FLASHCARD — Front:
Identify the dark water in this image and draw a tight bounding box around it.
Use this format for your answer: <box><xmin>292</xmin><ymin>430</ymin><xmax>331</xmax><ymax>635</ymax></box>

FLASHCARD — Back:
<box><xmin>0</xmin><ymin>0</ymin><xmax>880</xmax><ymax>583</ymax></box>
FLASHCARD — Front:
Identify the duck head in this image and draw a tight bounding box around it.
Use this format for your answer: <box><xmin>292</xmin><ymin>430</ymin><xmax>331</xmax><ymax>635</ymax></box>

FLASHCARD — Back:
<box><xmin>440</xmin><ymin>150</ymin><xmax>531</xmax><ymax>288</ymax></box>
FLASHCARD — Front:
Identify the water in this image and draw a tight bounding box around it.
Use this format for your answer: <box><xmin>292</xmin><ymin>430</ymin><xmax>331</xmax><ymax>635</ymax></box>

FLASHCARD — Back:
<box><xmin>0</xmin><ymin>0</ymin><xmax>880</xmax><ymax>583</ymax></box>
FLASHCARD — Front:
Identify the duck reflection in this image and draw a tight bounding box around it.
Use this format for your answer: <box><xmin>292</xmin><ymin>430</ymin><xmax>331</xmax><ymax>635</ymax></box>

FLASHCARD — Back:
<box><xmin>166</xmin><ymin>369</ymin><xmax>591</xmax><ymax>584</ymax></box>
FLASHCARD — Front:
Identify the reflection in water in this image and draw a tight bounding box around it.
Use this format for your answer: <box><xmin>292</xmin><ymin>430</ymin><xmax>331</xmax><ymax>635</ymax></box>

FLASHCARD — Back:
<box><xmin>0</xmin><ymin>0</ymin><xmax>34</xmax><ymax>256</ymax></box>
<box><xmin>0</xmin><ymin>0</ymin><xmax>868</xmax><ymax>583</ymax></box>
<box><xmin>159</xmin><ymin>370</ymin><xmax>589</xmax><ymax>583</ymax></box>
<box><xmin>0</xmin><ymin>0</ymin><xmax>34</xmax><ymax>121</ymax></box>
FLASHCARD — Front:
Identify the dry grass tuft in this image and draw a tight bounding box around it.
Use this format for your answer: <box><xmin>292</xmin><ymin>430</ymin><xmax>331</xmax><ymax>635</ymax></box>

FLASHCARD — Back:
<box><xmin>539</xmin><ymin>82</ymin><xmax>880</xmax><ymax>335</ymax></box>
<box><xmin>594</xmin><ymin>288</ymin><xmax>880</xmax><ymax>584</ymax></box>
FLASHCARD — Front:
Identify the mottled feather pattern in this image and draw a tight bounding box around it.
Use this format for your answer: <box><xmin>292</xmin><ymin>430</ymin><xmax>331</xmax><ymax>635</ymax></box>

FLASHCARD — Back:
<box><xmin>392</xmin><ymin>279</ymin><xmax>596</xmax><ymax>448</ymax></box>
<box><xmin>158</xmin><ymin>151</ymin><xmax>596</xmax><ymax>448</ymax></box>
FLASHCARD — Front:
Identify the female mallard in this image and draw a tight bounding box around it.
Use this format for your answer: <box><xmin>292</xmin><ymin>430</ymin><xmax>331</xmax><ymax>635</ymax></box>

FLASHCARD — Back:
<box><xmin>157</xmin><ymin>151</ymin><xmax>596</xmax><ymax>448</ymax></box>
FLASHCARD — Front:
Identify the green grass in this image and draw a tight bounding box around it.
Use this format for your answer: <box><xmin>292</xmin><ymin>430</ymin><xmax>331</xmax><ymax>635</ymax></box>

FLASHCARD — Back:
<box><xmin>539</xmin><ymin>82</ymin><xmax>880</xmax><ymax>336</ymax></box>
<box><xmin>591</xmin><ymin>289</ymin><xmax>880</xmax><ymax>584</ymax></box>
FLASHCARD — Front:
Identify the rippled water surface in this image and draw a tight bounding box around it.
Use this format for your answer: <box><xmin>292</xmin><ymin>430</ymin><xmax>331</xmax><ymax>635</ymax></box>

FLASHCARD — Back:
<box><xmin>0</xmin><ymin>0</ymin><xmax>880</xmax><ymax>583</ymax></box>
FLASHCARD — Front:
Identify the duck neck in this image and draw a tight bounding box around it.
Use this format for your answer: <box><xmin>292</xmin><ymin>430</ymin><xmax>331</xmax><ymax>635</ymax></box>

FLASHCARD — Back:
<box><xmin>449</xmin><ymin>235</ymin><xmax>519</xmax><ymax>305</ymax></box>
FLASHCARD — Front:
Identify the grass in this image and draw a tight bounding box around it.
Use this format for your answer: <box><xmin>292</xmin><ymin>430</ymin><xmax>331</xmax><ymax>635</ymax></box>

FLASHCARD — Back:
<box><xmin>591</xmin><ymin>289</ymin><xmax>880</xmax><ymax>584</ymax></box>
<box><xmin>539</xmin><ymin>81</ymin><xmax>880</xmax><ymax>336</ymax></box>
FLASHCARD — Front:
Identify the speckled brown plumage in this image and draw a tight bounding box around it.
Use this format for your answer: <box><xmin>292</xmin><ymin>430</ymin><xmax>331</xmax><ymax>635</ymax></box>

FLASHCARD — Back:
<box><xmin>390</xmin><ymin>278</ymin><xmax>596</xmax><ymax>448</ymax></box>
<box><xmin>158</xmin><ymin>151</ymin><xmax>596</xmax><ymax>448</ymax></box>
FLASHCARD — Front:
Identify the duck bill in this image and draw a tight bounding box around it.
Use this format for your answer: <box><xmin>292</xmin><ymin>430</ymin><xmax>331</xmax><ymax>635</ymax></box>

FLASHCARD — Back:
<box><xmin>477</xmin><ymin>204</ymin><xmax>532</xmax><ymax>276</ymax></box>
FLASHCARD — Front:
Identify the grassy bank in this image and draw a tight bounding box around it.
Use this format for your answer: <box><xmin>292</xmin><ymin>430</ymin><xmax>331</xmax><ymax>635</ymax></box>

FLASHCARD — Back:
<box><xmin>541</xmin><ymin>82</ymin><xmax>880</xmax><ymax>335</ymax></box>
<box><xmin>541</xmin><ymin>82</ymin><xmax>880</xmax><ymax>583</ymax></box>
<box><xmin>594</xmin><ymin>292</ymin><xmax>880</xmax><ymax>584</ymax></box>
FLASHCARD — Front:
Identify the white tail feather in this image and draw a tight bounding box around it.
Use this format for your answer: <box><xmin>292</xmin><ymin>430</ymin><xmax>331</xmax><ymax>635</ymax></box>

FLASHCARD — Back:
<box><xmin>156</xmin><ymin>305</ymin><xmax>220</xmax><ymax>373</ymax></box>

GIVEN INSTRUCTION: List every line from the items above that contains the string "reflection", reproducing each line in full. The match is case-sensitive.

THE RESPONSE:
Identify the duck reflection in this image and draw a tight bounding box around it.
Identify the reflection in water in this image and draw a tight bounding box around it.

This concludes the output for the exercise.